Task statement
Find the line with "Query: spray lance". Repeat it and each line after it, exactly, down to the end of the records below.

Data to examine
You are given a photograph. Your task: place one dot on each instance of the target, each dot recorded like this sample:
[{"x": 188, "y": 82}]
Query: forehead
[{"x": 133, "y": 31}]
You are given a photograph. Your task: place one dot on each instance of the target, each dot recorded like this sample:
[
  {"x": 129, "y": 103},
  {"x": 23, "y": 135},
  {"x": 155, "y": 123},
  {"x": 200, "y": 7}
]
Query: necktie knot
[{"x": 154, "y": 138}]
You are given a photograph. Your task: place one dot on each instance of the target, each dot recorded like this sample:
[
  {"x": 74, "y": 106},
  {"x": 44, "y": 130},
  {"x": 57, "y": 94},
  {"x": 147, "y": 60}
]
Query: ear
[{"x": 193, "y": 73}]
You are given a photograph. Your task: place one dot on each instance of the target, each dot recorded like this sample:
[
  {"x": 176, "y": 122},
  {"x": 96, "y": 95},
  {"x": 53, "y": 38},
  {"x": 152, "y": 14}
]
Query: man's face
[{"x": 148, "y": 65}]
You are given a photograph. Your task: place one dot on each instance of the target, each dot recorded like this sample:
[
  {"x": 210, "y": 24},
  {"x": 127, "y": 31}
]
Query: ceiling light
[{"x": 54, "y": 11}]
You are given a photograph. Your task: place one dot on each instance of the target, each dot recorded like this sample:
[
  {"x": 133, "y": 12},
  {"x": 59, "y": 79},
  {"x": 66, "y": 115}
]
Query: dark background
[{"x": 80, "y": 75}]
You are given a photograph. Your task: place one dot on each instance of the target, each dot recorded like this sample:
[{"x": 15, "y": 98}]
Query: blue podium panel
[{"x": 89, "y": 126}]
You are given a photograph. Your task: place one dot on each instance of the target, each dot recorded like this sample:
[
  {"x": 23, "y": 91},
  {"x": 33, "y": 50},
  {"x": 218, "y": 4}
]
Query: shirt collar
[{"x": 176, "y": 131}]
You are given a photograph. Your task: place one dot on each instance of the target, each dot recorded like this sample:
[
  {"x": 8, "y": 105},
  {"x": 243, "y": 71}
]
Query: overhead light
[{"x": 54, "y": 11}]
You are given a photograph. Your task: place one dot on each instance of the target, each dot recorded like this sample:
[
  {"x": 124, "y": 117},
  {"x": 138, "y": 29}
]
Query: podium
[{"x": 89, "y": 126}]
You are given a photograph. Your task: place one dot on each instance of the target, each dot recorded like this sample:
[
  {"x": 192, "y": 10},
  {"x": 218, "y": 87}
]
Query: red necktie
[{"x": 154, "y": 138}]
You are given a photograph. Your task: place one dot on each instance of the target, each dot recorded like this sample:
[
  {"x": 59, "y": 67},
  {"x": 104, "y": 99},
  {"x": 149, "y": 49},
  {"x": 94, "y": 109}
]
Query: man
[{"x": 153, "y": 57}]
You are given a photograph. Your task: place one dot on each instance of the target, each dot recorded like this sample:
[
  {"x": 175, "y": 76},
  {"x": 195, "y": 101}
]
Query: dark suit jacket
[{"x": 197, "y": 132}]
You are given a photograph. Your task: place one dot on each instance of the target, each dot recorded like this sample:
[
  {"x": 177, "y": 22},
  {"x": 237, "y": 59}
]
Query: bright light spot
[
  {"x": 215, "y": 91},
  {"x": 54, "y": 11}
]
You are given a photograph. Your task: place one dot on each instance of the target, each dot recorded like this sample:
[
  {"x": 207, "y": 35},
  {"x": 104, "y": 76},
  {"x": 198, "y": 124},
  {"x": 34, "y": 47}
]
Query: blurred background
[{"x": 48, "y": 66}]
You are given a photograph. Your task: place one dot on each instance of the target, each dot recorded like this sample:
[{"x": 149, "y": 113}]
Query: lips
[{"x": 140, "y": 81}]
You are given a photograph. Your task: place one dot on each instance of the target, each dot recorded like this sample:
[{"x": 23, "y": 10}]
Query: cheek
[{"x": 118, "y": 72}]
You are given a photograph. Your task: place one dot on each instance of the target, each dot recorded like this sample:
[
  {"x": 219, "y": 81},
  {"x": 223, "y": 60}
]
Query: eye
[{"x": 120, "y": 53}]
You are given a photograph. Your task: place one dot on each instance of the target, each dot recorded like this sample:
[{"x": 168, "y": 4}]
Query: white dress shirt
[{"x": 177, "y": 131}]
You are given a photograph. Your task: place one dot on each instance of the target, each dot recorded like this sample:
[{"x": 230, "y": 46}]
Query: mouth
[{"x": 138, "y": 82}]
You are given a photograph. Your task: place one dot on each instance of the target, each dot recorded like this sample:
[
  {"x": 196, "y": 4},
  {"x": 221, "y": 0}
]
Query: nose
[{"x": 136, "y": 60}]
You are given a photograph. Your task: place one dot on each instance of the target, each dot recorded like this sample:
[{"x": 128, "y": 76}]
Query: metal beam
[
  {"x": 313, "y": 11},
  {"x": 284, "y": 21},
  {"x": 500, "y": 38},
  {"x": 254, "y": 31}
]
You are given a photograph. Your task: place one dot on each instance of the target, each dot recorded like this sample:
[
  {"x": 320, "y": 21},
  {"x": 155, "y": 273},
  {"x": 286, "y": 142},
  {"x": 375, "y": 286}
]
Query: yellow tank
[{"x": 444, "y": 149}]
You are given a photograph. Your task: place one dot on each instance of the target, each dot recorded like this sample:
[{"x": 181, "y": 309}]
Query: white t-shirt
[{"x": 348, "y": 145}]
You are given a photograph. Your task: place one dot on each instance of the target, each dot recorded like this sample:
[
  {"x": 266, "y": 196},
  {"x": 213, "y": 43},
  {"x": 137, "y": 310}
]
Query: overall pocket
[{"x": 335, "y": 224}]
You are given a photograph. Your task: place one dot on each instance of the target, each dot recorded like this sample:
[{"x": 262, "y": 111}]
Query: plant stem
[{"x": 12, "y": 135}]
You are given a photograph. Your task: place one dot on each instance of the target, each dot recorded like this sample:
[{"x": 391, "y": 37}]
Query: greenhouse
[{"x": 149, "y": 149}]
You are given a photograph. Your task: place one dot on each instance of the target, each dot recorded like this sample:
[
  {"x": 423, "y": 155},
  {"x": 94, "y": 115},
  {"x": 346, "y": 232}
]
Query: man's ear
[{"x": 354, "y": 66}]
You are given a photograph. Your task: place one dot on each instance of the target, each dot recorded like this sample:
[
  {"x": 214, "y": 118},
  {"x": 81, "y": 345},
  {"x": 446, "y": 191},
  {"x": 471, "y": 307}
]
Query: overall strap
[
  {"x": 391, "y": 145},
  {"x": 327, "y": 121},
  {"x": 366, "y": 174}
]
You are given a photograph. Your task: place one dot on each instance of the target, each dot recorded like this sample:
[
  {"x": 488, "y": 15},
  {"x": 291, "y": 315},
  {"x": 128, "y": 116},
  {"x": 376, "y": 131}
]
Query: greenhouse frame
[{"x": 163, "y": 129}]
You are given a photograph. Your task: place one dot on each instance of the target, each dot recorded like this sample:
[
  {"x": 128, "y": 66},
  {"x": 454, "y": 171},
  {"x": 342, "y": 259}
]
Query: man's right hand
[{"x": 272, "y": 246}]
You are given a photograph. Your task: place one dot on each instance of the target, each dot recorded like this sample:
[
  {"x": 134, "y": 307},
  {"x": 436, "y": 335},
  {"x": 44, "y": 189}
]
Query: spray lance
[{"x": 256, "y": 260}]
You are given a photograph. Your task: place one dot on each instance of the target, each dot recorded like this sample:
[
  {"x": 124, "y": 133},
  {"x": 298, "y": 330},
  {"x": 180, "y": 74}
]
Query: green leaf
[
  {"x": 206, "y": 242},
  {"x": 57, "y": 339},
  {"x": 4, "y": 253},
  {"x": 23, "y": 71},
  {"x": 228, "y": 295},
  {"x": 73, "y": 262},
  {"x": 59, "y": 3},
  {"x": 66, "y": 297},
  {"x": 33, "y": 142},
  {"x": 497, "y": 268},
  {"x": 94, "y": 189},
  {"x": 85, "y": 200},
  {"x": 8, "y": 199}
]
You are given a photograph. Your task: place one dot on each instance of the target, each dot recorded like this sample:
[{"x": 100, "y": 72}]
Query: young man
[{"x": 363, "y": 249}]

Solution
Query: spray lance
[{"x": 256, "y": 260}]
You are given a photograph. Your task: place one dot on each instance of the target, each dot recorded like this sample:
[
  {"x": 124, "y": 133},
  {"x": 298, "y": 330},
  {"x": 180, "y": 74}
]
Query: green leaf
[
  {"x": 206, "y": 242},
  {"x": 57, "y": 339},
  {"x": 4, "y": 253},
  {"x": 23, "y": 71},
  {"x": 228, "y": 295},
  {"x": 73, "y": 262},
  {"x": 59, "y": 3},
  {"x": 66, "y": 297},
  {"x": 33, "y": 142},
  {"x": 497, "y": 268},
  {"x": 94, "y": 189},
  {"x": 85, "y": 200},
  {"x": 8, "y": 199}
]
You are given a photograph. Your task: place one dot on each instance of the target, each dot recorded like this sample:
[{"x": 100, "y": 72}]
Query: young man
[{"x": 363, "y": 249}]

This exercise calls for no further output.